_Task instructions_:
Switch "stone church tower" to "stone bell tower" in the records, starting at the beginning and ending at the line that contains "414 456 814 763". Return only those lines, with nothing else changed.

[Data taken from a collection]
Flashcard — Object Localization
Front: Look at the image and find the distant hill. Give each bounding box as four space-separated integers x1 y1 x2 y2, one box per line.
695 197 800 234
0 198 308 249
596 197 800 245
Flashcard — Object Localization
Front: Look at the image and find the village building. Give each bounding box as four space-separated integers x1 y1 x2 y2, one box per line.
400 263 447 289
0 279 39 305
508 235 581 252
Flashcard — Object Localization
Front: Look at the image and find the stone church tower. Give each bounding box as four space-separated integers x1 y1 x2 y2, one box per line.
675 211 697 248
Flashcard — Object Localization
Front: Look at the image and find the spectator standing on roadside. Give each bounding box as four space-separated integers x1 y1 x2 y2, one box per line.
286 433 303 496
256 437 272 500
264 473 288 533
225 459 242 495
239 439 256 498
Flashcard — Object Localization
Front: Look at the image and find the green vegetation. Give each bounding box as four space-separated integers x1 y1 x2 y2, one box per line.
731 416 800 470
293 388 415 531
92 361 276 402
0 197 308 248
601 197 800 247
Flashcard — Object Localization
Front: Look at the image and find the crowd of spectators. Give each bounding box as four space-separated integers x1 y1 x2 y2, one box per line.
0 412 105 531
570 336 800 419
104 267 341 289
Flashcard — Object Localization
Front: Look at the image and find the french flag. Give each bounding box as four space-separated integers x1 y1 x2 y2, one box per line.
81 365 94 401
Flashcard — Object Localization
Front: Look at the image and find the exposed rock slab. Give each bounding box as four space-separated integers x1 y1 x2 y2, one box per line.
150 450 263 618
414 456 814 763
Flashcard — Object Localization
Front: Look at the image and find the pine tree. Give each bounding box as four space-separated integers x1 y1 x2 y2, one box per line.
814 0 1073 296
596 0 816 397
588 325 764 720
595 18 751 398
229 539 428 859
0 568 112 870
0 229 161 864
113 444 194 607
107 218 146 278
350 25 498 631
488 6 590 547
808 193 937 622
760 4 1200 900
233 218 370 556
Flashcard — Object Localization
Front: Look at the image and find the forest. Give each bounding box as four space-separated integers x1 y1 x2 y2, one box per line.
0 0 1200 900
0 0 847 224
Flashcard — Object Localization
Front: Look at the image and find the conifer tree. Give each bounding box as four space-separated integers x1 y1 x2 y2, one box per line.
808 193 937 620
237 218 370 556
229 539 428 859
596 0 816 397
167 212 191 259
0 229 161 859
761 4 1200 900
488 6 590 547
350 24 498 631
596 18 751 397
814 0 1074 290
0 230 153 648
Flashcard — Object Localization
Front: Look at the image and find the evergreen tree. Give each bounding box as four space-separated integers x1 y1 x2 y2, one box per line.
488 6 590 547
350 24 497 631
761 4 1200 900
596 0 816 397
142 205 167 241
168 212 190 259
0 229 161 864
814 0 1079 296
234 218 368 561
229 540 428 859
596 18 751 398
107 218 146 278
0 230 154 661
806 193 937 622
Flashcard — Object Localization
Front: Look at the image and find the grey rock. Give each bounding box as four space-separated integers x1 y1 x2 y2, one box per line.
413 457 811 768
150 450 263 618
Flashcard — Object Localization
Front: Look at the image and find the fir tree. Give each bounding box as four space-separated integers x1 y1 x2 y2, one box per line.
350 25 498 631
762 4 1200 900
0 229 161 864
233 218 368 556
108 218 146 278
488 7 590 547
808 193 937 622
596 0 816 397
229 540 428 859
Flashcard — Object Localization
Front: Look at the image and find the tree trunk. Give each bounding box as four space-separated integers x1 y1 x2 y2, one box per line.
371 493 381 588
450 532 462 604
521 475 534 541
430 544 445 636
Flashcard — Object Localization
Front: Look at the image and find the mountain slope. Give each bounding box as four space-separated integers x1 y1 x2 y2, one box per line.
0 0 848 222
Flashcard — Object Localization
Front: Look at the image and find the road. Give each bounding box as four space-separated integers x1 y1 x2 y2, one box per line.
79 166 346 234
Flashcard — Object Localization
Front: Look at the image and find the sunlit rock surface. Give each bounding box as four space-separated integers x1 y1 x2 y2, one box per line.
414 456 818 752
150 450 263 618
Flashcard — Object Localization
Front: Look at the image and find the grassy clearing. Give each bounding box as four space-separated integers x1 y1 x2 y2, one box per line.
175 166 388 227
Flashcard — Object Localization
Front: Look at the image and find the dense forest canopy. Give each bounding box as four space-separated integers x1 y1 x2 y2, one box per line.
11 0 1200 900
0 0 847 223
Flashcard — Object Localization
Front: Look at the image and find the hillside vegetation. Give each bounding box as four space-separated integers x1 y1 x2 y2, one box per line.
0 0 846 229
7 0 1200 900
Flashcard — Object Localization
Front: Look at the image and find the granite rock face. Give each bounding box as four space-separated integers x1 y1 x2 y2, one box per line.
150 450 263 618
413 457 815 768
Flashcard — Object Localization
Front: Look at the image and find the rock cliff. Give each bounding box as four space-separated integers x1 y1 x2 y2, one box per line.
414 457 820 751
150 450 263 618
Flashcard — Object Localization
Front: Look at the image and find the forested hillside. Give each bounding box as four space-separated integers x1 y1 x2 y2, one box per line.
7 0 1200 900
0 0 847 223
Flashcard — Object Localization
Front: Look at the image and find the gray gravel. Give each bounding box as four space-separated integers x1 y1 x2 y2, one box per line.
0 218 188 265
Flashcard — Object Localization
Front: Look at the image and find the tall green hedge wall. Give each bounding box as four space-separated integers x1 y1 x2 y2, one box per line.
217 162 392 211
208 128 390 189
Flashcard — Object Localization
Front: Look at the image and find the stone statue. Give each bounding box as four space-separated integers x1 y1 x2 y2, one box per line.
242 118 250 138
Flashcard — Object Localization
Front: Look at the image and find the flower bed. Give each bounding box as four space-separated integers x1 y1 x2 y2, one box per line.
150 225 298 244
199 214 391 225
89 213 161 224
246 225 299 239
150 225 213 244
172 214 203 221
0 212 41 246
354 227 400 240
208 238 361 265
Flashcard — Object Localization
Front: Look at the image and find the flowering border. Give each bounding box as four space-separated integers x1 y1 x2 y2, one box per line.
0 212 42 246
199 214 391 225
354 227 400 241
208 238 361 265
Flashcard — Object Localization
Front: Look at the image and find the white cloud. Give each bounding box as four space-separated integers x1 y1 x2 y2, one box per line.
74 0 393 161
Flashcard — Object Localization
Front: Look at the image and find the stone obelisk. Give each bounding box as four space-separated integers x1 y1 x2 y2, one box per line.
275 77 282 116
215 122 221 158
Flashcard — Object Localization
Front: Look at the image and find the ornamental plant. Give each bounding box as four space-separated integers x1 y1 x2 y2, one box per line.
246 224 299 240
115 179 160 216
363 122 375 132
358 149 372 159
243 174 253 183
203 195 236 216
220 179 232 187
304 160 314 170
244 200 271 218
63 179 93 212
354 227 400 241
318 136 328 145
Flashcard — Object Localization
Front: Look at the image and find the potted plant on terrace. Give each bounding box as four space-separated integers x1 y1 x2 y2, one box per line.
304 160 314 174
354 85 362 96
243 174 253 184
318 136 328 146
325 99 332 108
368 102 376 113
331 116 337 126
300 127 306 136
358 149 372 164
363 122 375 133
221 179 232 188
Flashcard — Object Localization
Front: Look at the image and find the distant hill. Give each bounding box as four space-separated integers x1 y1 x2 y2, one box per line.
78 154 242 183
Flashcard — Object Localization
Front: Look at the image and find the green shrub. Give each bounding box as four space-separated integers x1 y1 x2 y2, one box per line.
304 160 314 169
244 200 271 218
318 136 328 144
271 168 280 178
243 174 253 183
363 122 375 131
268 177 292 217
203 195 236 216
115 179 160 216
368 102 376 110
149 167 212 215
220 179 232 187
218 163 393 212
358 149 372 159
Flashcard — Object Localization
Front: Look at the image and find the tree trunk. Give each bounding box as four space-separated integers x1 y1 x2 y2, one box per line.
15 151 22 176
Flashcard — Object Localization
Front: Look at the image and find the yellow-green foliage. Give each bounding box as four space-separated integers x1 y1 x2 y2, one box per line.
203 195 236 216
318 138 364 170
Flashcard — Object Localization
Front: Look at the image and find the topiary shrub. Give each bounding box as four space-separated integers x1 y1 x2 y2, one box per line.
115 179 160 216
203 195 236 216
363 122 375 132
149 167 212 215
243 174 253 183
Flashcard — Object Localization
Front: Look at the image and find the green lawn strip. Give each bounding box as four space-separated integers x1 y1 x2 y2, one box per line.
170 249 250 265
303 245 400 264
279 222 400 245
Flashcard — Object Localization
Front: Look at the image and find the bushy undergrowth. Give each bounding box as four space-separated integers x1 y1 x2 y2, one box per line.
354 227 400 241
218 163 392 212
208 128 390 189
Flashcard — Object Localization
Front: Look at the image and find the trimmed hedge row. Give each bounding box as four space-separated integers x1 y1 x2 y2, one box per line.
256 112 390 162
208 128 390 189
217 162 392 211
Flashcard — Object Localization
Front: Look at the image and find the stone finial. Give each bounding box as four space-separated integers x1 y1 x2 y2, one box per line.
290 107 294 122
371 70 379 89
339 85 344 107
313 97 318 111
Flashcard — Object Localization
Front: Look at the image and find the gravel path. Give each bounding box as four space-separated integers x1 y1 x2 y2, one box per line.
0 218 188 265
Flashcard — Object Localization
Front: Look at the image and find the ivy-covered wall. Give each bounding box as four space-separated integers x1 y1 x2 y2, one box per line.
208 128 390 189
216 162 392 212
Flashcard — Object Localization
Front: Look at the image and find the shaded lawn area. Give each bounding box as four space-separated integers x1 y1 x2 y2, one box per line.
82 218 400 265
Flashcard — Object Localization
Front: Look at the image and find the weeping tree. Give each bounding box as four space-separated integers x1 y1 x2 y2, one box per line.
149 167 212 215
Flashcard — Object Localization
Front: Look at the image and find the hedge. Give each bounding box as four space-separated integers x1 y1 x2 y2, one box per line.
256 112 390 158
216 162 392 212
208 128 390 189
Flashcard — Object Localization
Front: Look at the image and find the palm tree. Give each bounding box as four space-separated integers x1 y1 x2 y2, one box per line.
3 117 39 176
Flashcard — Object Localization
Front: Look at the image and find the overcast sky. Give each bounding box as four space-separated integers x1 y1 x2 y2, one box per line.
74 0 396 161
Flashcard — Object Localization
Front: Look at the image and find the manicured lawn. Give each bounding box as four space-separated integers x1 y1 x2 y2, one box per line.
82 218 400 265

_Output for this task_:
Flashcard — Object Localization
Front: Look at the image and find the distant hill. Give each bounding box as four space-separated integers x1 y1 x2 y2, one box per line.
695 197 800 234
0 198 308 249
596 197 800 245
Flashcard — Object Localization
Front: Look at the image and find the village building. Give each bounding box as four space-separated integers x1 y1 x2 y2, one box per line.
400 263 447 289
0 279 39 305
508 235 581 252
Flashcard — Object Localization
Front: Look at the image and find the stone bell tower. Give each bounding box as four space-separated integers x1 y1 x2 y2, one box per line.
675 211 697 248
Flashcard — Object Localization
Front: Look at the image and find the spectator standing on roadside. Give each bounding box as four space-separated integers x1 y1 x2 y2, one box per line.
286 433 303 496
256 437 272 500
264 473 288 533
225 459 242 495
239 439 256 498
Flashcard — Object Localization
Front: Look at the image and find the green vegetation. Give each bounding box as four space-separated integers x1 y1 x2 y2, one box per line.
731 416 800 470
293 388 415 531
92 361 276 402
0 197 308 248
601 197 800 247
Flashcard — Object Localization
Front: Look at the image and find the crowd of spectators. Give each bounding box as four space-separated integers x1 y1 x2 y2, one box per line.
0 412 105 531
570 336 800 419
104 267 341 289
Flashcard — Object Localization
Front: Look at the image and find the french flag. Give each bounding box as four space-separated integers x1 y1 x2 y2, one box per line.
81 365 94 401
Flashcard — Object Localization
Front: Look at the image and find the exposed rock slab. Give each bounding box as four space-separated integers x1 y1 x2 y2, one box per line.
150 450 263 618
414 456 814 763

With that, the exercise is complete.